The word "bicycle" marks the lines to find; copy every such line from the data below.

▶ Exercise inputs:
BEGIN

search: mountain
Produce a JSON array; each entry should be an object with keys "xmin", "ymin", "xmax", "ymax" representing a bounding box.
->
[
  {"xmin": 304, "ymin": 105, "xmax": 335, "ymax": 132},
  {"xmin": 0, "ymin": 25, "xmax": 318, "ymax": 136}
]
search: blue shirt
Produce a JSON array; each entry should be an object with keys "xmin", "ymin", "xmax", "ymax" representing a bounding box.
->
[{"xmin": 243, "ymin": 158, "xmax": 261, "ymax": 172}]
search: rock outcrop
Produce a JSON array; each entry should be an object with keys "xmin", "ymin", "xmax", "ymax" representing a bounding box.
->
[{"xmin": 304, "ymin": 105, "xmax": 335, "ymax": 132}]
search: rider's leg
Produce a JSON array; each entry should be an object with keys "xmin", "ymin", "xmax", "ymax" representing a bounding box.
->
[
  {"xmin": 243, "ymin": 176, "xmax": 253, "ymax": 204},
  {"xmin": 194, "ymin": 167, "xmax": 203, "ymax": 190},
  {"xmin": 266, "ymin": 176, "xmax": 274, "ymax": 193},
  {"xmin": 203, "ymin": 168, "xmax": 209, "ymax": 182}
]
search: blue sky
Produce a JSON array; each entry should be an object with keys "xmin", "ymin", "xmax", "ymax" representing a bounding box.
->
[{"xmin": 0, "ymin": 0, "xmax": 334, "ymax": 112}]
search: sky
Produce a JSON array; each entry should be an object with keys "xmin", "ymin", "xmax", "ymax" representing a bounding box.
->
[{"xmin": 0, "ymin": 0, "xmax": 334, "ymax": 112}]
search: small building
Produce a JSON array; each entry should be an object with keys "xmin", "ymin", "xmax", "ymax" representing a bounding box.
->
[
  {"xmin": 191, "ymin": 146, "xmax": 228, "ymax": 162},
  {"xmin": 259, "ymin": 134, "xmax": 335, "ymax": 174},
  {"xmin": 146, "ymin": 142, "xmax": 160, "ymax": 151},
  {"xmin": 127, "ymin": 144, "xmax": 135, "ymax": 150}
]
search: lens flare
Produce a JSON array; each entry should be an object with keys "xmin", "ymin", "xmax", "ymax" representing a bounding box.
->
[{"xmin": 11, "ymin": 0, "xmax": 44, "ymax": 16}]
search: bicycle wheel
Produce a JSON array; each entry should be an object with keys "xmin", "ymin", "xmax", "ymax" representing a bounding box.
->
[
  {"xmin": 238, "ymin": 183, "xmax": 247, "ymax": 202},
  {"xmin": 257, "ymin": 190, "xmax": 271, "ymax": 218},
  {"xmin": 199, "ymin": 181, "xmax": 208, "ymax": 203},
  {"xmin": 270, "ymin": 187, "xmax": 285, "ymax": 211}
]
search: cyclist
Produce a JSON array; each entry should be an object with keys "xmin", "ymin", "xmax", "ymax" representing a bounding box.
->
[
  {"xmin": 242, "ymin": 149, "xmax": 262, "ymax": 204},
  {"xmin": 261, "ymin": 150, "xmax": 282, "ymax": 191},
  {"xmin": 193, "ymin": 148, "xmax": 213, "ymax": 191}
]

END
BEGIN

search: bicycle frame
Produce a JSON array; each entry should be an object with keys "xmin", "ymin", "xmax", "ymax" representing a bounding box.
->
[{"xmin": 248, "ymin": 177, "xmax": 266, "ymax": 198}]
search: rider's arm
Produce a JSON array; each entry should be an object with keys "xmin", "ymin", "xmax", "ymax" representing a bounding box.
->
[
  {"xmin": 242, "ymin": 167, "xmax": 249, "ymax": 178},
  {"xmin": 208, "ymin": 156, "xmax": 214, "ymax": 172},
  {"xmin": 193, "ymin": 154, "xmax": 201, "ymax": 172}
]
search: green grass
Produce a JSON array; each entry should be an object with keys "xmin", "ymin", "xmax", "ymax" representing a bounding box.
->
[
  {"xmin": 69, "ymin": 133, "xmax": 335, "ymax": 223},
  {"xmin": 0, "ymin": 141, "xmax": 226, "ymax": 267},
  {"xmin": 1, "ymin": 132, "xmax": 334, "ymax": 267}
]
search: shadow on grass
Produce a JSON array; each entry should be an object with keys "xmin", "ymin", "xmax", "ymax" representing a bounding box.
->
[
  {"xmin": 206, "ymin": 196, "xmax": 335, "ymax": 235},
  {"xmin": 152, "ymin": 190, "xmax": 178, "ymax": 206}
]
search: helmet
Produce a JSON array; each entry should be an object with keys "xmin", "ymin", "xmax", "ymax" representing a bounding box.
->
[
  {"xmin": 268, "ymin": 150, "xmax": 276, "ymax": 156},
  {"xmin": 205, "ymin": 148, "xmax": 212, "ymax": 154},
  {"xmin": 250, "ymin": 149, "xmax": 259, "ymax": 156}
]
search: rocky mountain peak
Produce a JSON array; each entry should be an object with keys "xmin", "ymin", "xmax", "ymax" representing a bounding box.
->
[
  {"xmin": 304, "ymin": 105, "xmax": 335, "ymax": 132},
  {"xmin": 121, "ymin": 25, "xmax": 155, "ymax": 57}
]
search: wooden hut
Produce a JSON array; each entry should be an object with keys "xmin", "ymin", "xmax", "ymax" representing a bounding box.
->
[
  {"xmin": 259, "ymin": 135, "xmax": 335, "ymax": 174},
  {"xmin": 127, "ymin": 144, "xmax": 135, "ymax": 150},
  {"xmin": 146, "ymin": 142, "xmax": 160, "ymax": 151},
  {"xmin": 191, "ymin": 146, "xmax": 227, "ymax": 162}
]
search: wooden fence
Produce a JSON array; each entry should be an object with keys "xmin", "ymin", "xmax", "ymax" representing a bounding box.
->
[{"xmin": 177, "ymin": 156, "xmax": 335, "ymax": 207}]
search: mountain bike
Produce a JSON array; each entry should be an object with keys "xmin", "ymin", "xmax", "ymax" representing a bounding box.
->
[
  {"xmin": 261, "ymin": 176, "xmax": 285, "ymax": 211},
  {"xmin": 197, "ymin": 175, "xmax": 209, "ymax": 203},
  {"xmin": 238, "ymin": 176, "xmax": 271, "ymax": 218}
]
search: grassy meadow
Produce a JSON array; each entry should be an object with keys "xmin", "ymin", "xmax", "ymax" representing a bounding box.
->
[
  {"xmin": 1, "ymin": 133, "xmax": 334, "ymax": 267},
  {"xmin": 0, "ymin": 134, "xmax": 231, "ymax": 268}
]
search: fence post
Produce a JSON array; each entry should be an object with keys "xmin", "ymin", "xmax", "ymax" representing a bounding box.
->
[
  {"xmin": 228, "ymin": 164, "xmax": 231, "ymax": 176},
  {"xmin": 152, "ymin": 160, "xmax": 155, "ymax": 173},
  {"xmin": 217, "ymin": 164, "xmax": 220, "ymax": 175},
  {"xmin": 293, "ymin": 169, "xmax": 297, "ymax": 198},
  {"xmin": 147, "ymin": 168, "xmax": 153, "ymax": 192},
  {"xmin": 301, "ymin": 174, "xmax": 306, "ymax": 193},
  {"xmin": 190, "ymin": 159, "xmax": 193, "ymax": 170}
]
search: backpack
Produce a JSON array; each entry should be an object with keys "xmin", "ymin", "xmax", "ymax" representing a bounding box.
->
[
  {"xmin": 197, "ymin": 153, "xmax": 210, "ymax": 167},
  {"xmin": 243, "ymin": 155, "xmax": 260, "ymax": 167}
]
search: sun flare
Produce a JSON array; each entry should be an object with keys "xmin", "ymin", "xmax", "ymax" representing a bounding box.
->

END

▶ Exercise solution:
search: bicycle wheel
search: bicycle frame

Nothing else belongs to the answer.